Items listed in a dataset

______________________________

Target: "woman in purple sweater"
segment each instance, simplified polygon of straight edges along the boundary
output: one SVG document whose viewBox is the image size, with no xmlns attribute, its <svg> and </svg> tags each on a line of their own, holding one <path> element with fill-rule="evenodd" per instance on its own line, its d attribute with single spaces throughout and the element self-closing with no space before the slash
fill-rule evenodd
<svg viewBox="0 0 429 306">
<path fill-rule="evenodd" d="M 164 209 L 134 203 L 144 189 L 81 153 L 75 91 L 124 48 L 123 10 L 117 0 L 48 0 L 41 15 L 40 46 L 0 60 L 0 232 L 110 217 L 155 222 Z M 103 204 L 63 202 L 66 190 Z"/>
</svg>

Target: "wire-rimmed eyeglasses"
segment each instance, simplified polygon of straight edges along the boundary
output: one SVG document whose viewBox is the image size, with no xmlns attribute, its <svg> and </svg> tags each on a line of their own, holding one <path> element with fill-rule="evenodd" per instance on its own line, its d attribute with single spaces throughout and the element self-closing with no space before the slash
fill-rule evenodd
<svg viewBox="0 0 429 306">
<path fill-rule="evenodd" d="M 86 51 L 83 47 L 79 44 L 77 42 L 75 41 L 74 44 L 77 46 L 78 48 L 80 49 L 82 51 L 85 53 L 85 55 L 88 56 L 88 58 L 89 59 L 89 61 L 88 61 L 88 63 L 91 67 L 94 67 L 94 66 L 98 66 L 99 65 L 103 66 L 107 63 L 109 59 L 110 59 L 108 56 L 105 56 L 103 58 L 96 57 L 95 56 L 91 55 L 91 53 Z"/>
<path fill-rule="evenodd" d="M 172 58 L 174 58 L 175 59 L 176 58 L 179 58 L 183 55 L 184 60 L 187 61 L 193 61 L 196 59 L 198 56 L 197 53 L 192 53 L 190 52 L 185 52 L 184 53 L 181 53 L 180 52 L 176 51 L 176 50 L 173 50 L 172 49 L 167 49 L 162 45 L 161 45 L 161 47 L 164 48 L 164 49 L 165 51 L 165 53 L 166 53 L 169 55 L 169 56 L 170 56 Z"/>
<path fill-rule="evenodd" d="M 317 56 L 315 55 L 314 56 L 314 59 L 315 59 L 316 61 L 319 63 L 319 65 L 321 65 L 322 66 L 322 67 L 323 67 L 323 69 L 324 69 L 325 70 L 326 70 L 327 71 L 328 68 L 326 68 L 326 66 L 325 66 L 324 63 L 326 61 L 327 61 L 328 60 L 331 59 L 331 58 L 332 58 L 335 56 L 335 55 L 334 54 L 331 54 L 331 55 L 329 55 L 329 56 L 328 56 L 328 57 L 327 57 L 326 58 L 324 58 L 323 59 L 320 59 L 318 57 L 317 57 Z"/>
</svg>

______________________________

> [GIVEN INSTRUCTION]:
Gather every line of the items that contains the word "Target".

> [SOLUTION TO THE PROBLEM]:
Target: "woman in purple sweater"
Target: "wire-rimmed eyeglasses"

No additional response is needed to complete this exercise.